DATASET ROWS ▸
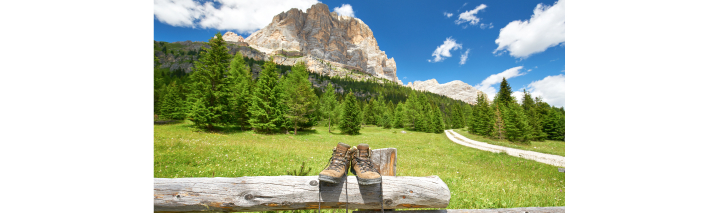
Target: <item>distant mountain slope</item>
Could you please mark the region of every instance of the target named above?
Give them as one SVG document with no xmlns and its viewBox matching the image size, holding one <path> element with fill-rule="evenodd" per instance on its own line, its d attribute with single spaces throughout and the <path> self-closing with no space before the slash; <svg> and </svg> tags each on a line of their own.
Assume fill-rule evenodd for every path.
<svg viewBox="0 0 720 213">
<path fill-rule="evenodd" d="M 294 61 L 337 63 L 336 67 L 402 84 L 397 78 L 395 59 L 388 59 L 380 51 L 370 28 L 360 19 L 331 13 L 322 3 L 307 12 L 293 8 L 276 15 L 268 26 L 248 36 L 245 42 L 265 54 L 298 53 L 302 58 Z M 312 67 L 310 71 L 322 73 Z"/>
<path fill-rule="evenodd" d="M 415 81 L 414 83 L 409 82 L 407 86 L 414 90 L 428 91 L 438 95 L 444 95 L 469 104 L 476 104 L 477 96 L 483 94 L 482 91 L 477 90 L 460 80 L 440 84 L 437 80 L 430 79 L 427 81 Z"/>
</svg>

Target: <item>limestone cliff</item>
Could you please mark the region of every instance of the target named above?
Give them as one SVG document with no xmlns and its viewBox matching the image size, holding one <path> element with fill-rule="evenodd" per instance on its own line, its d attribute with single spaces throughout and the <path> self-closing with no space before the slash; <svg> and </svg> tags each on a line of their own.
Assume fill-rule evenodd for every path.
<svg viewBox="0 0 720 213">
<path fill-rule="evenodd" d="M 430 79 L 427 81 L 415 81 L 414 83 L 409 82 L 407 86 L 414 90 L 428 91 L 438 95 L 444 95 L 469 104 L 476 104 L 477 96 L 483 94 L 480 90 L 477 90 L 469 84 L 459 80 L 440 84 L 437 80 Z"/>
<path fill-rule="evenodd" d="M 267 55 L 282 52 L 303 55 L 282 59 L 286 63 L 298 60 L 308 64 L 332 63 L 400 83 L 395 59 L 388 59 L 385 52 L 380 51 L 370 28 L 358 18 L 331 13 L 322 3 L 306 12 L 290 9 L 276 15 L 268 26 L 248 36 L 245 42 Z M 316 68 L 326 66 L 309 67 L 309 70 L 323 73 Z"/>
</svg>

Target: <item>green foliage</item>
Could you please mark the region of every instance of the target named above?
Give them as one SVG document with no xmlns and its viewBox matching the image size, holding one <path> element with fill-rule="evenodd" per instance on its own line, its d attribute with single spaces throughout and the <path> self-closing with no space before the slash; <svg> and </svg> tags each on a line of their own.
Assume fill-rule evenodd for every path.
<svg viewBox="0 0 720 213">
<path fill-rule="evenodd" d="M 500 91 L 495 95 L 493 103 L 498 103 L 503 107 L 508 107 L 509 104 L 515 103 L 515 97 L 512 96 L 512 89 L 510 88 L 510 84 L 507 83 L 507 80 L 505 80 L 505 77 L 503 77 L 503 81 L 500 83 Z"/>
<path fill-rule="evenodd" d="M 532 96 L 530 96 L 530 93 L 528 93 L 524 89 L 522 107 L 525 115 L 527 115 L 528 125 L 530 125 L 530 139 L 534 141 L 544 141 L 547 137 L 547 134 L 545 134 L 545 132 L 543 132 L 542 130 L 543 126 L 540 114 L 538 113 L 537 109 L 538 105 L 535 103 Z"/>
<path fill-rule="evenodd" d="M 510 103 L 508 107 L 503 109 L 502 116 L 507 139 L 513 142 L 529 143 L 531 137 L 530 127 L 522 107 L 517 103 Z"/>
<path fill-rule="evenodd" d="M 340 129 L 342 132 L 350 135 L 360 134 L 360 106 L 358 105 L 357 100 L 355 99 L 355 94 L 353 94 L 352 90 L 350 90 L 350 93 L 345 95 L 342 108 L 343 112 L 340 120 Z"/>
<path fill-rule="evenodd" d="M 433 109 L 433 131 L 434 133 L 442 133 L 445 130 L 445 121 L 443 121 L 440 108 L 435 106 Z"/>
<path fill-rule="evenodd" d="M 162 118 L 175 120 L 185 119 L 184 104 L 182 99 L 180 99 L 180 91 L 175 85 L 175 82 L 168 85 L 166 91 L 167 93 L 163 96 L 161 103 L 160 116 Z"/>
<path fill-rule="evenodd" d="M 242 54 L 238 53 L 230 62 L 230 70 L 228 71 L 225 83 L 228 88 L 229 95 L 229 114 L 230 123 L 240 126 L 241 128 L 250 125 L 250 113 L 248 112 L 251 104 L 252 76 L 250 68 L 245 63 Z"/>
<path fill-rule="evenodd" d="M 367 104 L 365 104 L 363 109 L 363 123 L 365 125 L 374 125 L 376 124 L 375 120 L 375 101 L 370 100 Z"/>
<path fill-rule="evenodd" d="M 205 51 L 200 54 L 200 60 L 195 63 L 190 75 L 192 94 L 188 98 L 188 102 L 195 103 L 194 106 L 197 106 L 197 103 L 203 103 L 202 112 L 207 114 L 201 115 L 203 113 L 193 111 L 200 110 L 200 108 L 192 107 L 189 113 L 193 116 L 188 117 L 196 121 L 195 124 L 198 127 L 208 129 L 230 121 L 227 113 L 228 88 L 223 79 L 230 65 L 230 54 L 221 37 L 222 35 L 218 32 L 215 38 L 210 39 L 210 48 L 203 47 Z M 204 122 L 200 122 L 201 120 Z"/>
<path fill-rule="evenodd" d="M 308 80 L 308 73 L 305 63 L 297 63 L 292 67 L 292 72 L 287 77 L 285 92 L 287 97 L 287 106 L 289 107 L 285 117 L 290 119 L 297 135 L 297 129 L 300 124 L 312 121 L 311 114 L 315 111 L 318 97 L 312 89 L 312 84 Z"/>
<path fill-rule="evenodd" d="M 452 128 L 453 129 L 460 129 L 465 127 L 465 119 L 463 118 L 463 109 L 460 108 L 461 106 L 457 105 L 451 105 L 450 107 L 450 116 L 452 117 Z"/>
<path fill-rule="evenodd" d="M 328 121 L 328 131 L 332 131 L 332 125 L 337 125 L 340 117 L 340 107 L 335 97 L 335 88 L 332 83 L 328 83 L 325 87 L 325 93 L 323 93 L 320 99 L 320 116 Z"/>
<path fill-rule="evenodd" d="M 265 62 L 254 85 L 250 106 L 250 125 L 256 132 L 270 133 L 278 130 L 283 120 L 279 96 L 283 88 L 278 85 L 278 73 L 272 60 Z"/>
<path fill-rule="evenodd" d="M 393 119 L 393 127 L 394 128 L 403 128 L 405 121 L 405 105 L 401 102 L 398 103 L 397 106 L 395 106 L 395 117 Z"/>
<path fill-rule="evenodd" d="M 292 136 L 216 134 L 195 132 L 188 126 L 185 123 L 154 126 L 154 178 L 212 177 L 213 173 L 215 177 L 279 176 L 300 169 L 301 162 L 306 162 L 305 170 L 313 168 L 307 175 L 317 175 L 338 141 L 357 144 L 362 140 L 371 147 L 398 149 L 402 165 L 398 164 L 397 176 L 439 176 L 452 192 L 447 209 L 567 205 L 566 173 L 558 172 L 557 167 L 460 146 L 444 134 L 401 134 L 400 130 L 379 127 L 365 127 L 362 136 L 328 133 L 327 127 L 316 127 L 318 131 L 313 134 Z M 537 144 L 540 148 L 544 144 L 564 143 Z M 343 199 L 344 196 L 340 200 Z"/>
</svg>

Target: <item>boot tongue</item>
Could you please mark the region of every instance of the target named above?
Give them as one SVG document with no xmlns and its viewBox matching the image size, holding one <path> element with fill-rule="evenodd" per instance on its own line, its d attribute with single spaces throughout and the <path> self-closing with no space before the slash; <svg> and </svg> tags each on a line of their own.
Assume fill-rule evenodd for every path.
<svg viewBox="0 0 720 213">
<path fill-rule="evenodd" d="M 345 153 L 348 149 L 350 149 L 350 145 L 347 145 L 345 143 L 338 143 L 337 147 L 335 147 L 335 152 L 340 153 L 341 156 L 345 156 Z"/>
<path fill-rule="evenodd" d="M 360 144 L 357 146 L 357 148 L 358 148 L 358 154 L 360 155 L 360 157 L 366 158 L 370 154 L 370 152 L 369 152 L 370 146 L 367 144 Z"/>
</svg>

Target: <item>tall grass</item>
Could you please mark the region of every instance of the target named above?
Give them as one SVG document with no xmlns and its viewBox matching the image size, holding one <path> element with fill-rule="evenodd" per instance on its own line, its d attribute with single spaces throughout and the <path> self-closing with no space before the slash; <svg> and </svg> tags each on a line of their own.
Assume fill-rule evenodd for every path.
--
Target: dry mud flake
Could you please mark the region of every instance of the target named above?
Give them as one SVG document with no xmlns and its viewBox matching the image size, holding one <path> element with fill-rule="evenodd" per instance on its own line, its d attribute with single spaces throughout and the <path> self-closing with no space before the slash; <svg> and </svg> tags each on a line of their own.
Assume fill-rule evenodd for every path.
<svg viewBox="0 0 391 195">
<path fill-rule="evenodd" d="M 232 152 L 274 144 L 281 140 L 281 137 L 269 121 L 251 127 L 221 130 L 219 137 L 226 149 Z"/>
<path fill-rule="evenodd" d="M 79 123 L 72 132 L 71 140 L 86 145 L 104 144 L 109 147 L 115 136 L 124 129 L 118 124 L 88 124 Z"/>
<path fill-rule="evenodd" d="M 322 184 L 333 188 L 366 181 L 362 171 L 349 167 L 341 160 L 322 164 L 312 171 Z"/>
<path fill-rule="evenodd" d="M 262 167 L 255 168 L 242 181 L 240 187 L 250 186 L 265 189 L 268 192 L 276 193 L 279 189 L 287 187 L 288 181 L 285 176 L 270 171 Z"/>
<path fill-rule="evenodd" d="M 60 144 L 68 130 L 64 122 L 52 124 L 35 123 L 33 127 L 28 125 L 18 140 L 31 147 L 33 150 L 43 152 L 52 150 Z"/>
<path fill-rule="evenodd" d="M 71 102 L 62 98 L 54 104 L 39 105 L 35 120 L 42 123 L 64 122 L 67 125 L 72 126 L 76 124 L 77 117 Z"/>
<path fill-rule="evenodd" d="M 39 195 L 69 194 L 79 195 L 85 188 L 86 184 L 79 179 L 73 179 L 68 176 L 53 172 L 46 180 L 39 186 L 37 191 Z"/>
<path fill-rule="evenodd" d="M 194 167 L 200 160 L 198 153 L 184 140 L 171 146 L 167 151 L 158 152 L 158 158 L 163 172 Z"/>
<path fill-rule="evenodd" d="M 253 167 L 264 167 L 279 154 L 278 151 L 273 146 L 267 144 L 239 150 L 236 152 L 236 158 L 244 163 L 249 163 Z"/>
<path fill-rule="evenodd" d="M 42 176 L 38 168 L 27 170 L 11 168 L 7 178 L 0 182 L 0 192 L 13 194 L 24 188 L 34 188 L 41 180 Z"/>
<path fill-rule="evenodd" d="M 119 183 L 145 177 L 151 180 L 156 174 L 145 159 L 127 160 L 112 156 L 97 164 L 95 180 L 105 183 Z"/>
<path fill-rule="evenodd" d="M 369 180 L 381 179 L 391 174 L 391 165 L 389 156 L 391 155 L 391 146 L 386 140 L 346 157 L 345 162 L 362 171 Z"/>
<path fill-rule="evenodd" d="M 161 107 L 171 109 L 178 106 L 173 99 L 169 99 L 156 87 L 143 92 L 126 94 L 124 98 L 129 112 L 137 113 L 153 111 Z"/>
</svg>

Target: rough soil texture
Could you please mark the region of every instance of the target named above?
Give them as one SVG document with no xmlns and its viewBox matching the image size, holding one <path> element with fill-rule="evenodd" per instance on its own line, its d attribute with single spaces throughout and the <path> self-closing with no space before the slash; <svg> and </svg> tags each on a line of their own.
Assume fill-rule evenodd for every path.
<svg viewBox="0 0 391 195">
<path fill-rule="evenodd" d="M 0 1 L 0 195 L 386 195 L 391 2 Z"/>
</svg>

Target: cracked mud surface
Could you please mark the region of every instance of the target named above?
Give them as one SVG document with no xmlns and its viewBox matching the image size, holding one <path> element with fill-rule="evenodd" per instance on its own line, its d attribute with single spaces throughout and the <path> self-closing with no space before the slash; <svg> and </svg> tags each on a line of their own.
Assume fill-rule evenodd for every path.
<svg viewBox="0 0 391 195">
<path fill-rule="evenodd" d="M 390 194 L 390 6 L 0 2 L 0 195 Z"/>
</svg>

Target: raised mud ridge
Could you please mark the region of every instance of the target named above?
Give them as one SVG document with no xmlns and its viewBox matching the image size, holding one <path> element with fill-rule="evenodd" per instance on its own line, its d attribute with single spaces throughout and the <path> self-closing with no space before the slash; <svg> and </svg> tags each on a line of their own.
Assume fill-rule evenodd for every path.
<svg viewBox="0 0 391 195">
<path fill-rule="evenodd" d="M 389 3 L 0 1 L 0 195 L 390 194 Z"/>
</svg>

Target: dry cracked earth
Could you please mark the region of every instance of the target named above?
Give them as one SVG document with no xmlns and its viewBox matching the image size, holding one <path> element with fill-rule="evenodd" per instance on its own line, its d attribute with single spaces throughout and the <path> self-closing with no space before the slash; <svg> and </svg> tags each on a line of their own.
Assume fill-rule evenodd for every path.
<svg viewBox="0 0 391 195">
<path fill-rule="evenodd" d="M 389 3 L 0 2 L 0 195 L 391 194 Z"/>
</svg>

DESCRIPTION OF THE TASK ▸ Recast the lines of the records above, from the line containing "Target: dry mud flake" through the line containing "262 167 L 255", both included, as a JSON list of strings with one string per line and blank lines left out.

TASK RESPONSE ▸
[
  "Target: dry mud flake",
  "Could you please mark the region of every instance of the target named above?",
  "Give them as one SVG document with no xmlns and its viewBox matching the image size, holding one <path> element with fill-rule=\"evenodd\" per instance on its own line, its d attribute with single spaces throughout and the <path> self-closing with no space before the slash; <svg> and </svg> tags each on a line of their own.",
  "Assume fill-rule evenodd for every path.",
  "<svg viewBox=\"0 0 391 195\">",
  "<path fill-rule=\"evenodd\" d=\"M 232 152 L 274 144 L 281 140 L 281 137 L 269 121 L 251 127 L 221 130 L 219 137 L 226 149 Z\"/>",
  "<path fill-rule=\"evenodd\" d=\"M 79 123 L 72 132 L 71 140 L 86 145 L 104 144 L 109 147 L 115 136 L 124 129 L 118 124 L 88 124 Z\"/>",
  "<path fill-rule=\"evenodd\" d=\"M 322 184 L 333 188 L 366 181 L 362 171 L 349 167 L 341 160 L 322 164 L 312 171 Z\"/>",
  "<path fill-rule=\"evenodd\" d=\"M 262 167 L 255 168 L 242 181 L 240 187 L 250 186 L 265 189 L 268 192 L 276 193 L 279 189 L 287 187 L 288 181 L 285 176 L 270 171 Z\"/>"
]